TASK BRIEF →
Please reproduce the records, omitting nothing and changing nothing.
□ □ □
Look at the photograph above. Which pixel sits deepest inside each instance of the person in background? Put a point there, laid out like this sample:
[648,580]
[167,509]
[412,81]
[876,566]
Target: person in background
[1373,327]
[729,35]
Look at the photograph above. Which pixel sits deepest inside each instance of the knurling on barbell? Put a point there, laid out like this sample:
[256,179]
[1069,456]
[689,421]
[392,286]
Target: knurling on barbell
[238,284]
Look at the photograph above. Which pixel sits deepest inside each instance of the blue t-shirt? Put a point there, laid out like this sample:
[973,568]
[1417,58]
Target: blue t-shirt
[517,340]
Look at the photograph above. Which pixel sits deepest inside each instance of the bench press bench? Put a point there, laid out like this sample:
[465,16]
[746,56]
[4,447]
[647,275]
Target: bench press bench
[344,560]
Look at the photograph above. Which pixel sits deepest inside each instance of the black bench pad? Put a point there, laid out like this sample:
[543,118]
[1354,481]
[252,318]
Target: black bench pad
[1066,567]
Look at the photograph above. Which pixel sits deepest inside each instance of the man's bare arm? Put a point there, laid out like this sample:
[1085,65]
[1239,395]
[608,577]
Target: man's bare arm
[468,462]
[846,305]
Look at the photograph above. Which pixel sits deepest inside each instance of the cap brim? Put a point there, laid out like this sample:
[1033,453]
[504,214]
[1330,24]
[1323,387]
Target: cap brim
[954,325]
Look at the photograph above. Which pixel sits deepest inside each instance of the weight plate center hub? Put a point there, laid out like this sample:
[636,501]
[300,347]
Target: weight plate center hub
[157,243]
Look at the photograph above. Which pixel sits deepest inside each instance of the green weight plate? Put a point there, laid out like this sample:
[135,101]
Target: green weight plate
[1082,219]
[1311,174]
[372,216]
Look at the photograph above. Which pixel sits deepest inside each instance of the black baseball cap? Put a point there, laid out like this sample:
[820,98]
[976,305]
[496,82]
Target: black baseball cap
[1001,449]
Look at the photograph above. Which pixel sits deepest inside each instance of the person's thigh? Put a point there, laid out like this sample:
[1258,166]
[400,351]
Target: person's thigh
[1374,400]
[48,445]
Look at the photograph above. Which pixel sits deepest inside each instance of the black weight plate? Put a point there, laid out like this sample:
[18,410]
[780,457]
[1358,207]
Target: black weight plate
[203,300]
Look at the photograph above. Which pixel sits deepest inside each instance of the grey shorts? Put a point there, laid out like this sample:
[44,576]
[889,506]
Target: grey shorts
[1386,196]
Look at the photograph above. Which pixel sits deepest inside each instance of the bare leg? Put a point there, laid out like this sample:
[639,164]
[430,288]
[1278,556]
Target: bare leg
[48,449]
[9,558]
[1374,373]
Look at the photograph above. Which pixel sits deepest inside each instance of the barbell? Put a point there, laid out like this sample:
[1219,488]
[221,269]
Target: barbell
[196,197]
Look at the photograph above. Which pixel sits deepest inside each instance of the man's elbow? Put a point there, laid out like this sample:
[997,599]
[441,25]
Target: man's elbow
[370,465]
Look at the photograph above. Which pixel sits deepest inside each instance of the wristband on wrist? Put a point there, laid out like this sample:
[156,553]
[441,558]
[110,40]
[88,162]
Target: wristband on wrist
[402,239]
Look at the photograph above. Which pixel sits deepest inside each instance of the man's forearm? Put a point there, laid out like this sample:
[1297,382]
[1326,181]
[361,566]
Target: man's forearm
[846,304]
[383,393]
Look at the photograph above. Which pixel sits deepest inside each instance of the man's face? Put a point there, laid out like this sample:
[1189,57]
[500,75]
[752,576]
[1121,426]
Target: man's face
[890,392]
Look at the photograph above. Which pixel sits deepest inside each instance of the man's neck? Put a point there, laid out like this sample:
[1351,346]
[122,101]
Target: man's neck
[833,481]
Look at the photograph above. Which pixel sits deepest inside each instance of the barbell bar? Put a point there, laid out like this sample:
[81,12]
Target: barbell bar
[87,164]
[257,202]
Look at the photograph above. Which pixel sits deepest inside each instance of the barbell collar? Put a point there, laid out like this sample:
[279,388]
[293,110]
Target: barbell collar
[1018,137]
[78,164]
□ □ □
RESULT OF THE TASK →
Look at the photograph above. Which pixel sits deepest inside each instance of the person in background? Put a point there, laid out like this sample:
[648,580]
[167,509]
[412,81]
[876,566]
Target: person in background
[1373,327]
[729,35]
Look at the photograph above. Which pixel sits deepest inside each instance of the knurling on barbell? Put a point there, laid out like this sample:
[256,179]
[1069,456]
[689,421]
[392,286]
Target: knurling on barbell
[238,284]
Look at the photograph above. Which pixel sits deepest inside each instance of the blue t-shirt? Put a point there, laid out like this sample:
[973,568]
[1417,58]
Target: blue t-shirt
[517,340]
Look at the photograph above. Which pixel sits deepest inside each instance of the bench press bench? Put a point there, laid out like this sample:
[465,16]
[746,56]
[4,447]
[647,275]
Target: bench press bench
[344,560]
Look at the photograph above. Which pixel sits deepest inside each instance of the black bench pad? Put a point there, laid out like this sample:
[543,118]
[1354,481]
[252,318]
Target: black bench pad
[1066,567]
Look at the photograph above. Which pixel sits deepest inside each instance of the man's bare arm? Put a point there, laid out like this sample:
[1085,65]
[1239,395]
[608,577]
Target: man's bare arm
[468,462]
[846,305]
Look at the photograph above. Which pixel sits deepest inside each instance of the cap brim? Put a point there, laid out like this sample:
[1033,453]
[504,214]
[1330,24]
[1323,387]
Target: cap brim
[954,325]
Look at the photograph above. Which pixel sits deepest inside each instance of the weight plate center hub? Put a point there, laid out like this sample:
[636,501]
[300,347]
Target: weight plate center hub
[157,243]
Look at the photograph above. Which pixel sits deepest inside each instance of the green weight plate? Put a point there, laid out like this sample:
[135,101]
Target: green weight plate
[1082,219]
[1311,174]
[372,216]
Look at the photograph above. Which pixel sits deepest inside each instance of the black baseball cap? Put a point there, laid out like this sample:
[820,98]
[976,305]
[496,82]
Target: black baseball cap
[1001,449]
Look at the photograph above. Which pixel sits deepest inside each instance of the person's thigh? Put a point there, laid out like this sample:
[1258,166]
[400,351]
Target: person's thigh
[1374,400]
[48,445]
Look at the photograph above. Which pixel sits deepest inside each instance of the black weight plate? Put a point there, laid out like this sample:
[18,410]
[780,457]
[1358,207]
Target: black weight plate
[203,300]
Look at the photograph above. Which pixel sits deepest inside each instance of the grey shorts? Put a point there, laid out like this sample:
[44,576]
[889,506]
Target: grey shorts
[1386,196]
Look at the photograph above. Which pixel sits deepest inside each instance of the bare leg? Put a point there, laid out like this sample:
[639,164]
[430,288]
[1278,556]
Target: bare leg
[48,449]
[9,558]
[1374,373]
Look at the photograph above. Which pixel sits deepest inside each instance of the barbell? Put a point there, laid out like this sample:
[1219,488]
[221,269]
Target: barbell
[196,197]
Look at the photograph above. Which pixel sits deepest inside each instance of the man's elbow? Put a point there, laid out like this sample:
[997,599]
[441,25]
Target: man's elbow
[370,465]
Look at the photograph above. Which pixel sits deepest inside each instance of the wristband on wrist? Put a point there, laid out like this sample:
[156,553]
[441,558]
[110,40]
[88,162]
Target: wristband on wrist
[402,239]
Look at the photograph above. Which pixel sits deepest inside each instance of the man's forearm? Put a point there, laid out like this sample:
[1297,382]
[1326,181]
[361,566]
Target: man's forearm
[846,304]
[383,393]
Look at the photograph above. Which pixel sits deepest inside each instance of the man's face? Put a point there, laid out like this sample:
[1189,57]
[500,75]
[752,576]
[1121,426]
Target: man's face
[890,392]
Look at the photograph above. Which pixel sits deepest inside each instance of the man's neck? Put a point there, laid out like this sample:
[1351,346]
[122,101]
Target: man's neck
[833,481]
Look at the photograph above. Which pixel sits deepest inside each instance of the barbell bar? Put a point there, laid out like this sample:
[81,12]
Target: barbell bar
[87,164]
[257,202]
Look at the photograph above. Which pixel sits deepest inside each instance of the barbell collar? Put a point there, laid out like this sample:
[279,388]
[293,110]
Target: barbell collar
[1018,137]
[78,164]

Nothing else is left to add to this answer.